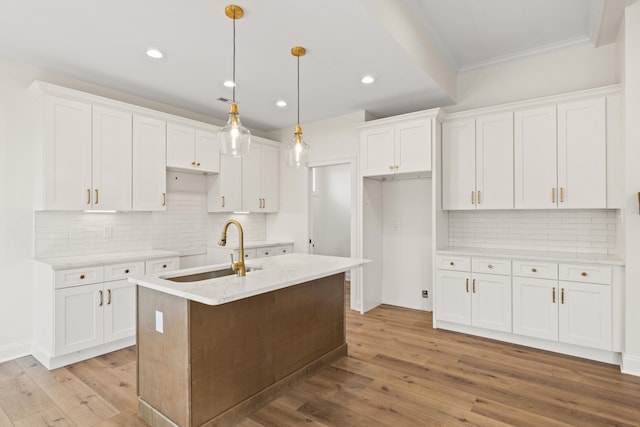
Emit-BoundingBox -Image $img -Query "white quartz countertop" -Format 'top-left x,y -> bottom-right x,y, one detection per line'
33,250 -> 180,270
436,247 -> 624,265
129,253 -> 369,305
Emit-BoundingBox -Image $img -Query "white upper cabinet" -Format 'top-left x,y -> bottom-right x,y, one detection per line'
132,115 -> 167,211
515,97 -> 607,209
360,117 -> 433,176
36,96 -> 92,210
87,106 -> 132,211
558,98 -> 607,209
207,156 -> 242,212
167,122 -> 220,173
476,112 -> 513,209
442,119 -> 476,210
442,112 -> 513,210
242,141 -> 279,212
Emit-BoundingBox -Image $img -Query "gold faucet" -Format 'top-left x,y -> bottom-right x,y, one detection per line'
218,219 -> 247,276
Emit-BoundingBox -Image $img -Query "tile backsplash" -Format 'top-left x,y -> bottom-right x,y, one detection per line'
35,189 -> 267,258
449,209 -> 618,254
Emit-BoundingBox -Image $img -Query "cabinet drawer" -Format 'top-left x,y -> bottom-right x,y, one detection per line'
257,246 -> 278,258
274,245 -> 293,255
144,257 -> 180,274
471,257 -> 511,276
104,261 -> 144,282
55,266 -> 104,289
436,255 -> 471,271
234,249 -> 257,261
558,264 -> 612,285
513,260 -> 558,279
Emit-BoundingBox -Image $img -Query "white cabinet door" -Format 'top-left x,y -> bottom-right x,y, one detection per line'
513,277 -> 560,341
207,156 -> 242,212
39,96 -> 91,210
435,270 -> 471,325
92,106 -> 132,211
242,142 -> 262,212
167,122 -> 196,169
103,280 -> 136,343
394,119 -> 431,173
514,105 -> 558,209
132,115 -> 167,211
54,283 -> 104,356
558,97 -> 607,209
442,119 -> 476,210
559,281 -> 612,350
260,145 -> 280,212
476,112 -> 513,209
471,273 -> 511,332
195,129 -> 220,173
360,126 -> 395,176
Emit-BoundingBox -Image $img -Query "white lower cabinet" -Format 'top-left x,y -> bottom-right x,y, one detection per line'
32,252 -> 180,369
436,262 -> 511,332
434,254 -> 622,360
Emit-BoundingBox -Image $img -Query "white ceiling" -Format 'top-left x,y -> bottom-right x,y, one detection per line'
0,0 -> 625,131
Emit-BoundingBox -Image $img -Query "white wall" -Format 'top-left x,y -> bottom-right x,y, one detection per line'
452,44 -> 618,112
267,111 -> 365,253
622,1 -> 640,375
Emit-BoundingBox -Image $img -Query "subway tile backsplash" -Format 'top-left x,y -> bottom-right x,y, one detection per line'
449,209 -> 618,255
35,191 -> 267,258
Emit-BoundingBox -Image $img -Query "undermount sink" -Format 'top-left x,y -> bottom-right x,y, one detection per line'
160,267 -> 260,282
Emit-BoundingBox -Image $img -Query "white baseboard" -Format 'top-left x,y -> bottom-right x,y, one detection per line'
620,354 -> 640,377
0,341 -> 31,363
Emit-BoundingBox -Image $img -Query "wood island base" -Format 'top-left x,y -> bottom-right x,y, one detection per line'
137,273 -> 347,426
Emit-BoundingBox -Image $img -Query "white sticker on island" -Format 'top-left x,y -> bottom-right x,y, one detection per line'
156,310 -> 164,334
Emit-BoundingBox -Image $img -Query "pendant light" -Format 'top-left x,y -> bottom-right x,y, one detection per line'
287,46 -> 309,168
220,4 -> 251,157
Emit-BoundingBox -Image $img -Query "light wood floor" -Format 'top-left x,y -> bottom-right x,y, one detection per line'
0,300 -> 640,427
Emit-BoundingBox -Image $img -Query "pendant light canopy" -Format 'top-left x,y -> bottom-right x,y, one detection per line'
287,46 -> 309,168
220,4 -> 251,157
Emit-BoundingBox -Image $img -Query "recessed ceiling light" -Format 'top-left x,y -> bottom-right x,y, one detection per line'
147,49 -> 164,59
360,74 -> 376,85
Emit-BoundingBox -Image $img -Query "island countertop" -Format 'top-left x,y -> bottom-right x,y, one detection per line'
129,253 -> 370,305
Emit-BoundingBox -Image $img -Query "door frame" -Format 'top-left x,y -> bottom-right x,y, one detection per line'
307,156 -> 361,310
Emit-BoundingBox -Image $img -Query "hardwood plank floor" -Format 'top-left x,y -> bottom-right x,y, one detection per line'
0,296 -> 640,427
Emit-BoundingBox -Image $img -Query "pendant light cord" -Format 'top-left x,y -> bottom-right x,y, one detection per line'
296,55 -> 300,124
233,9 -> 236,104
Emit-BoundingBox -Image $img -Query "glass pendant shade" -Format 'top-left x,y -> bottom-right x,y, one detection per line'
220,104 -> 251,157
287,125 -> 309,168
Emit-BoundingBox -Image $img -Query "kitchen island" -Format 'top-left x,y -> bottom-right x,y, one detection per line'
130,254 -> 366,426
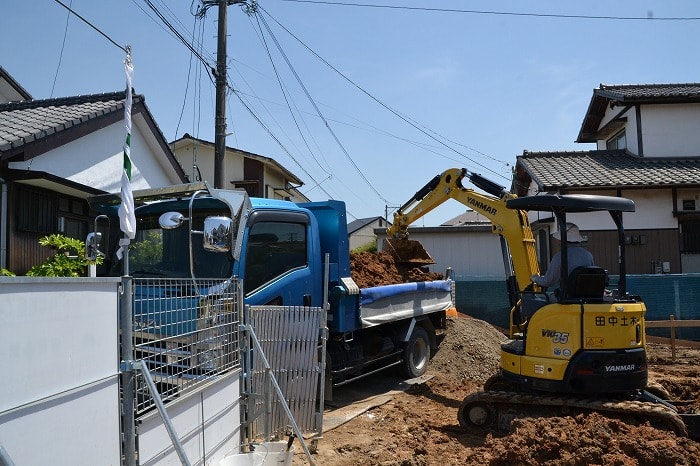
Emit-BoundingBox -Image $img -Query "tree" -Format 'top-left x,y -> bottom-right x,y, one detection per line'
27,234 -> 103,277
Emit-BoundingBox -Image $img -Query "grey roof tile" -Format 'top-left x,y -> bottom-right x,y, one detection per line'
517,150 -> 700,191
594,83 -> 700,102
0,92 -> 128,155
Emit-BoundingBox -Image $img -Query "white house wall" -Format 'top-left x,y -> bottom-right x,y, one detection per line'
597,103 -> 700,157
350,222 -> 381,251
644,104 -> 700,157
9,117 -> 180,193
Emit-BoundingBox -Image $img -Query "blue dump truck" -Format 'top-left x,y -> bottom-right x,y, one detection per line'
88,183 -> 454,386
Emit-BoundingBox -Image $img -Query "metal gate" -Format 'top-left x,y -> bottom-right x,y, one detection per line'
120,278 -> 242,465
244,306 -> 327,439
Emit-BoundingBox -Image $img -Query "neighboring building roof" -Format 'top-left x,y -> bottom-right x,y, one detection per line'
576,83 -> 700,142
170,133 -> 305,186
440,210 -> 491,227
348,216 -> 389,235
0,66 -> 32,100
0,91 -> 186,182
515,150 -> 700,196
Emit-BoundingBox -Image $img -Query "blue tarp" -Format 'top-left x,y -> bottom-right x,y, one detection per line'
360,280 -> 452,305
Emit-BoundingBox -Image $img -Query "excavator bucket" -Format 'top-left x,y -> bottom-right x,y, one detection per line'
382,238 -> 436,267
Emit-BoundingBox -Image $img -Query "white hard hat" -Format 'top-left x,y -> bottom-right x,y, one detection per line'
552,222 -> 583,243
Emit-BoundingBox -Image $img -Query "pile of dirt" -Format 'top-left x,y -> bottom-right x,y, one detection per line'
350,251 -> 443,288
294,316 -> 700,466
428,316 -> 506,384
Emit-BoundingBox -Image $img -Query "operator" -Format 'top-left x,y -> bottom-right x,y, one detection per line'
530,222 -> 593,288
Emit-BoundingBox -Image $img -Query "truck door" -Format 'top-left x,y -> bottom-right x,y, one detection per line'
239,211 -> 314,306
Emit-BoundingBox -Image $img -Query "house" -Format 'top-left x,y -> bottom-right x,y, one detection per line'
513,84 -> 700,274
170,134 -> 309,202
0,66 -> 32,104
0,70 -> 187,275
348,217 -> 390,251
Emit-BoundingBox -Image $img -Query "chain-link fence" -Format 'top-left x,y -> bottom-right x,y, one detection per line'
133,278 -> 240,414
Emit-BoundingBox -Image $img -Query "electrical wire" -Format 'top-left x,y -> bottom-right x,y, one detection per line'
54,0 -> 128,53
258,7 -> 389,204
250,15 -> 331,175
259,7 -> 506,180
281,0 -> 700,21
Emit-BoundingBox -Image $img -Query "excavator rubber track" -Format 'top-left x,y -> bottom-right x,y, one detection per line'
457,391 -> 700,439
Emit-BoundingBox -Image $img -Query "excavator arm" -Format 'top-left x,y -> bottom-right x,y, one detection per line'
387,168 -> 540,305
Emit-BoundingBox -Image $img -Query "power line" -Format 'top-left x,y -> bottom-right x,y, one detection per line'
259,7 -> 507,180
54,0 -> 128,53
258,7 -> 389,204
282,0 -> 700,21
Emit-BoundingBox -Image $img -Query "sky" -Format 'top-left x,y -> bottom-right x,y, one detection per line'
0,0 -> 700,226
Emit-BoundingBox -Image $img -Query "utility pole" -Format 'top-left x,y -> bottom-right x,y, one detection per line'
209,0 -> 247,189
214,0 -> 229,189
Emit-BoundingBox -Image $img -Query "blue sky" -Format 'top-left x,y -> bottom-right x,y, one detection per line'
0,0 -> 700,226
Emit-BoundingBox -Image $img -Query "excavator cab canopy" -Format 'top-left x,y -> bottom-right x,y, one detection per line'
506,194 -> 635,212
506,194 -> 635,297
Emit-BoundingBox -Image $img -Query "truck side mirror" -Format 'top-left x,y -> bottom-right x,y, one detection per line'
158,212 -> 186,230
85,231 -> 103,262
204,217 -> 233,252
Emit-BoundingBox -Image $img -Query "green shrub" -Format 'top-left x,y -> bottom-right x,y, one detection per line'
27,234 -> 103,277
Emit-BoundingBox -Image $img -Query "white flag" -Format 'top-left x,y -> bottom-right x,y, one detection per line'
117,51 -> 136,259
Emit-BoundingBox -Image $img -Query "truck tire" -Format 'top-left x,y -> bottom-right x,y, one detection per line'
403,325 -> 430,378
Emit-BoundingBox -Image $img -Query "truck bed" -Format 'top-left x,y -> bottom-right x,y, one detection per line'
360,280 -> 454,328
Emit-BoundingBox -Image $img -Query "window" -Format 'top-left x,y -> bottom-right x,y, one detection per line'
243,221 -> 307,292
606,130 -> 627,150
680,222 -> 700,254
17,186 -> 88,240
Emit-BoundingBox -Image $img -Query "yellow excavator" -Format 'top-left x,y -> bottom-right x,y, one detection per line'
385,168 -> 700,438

--

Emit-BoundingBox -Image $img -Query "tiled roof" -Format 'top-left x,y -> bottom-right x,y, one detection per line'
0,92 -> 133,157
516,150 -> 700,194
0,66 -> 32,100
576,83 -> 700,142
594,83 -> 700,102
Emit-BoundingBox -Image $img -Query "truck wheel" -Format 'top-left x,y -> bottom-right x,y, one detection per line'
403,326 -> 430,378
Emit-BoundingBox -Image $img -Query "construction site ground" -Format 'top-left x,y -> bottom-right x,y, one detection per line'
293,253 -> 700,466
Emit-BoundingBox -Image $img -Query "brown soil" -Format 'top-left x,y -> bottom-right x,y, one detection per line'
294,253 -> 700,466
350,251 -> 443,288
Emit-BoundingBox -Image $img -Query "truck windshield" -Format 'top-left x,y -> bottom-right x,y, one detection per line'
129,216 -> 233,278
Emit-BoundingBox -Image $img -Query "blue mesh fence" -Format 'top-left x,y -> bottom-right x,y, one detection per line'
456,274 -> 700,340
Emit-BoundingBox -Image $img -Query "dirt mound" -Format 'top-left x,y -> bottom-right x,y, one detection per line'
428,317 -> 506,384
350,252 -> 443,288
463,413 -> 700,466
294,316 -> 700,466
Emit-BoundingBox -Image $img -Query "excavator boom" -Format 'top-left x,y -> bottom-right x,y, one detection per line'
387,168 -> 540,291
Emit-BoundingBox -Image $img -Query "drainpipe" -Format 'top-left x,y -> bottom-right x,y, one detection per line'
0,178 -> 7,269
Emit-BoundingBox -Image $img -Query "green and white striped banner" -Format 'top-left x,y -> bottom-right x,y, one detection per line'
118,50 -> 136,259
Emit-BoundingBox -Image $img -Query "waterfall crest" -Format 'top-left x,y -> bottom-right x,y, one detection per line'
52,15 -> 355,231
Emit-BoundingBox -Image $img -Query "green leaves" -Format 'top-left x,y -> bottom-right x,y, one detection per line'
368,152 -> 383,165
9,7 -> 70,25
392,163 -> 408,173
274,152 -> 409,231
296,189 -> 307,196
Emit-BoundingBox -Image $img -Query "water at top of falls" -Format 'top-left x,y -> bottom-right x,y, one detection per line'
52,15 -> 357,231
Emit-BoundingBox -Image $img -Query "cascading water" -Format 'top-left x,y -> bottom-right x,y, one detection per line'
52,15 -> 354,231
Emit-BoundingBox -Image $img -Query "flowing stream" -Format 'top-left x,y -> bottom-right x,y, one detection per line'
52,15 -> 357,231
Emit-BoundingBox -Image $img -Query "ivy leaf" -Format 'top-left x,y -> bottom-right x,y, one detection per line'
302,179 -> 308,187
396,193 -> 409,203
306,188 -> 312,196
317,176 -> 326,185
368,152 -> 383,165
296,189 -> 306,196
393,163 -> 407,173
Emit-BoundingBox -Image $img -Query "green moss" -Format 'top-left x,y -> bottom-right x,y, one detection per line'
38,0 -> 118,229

**Directions**
Collect every line in the data above that contains the word "dirt". Case matters.

**Answer for the task**
Emit-BoundingBox -Image $img -Query "pile of dirt" -Format 'top-left x,y -> bottom-right x,y, one detection per line'
Emit-BoundingBox -Image $img -Query "dirt mound" -Format 'top-left x,y -> bottom-right x,y, one detection per line'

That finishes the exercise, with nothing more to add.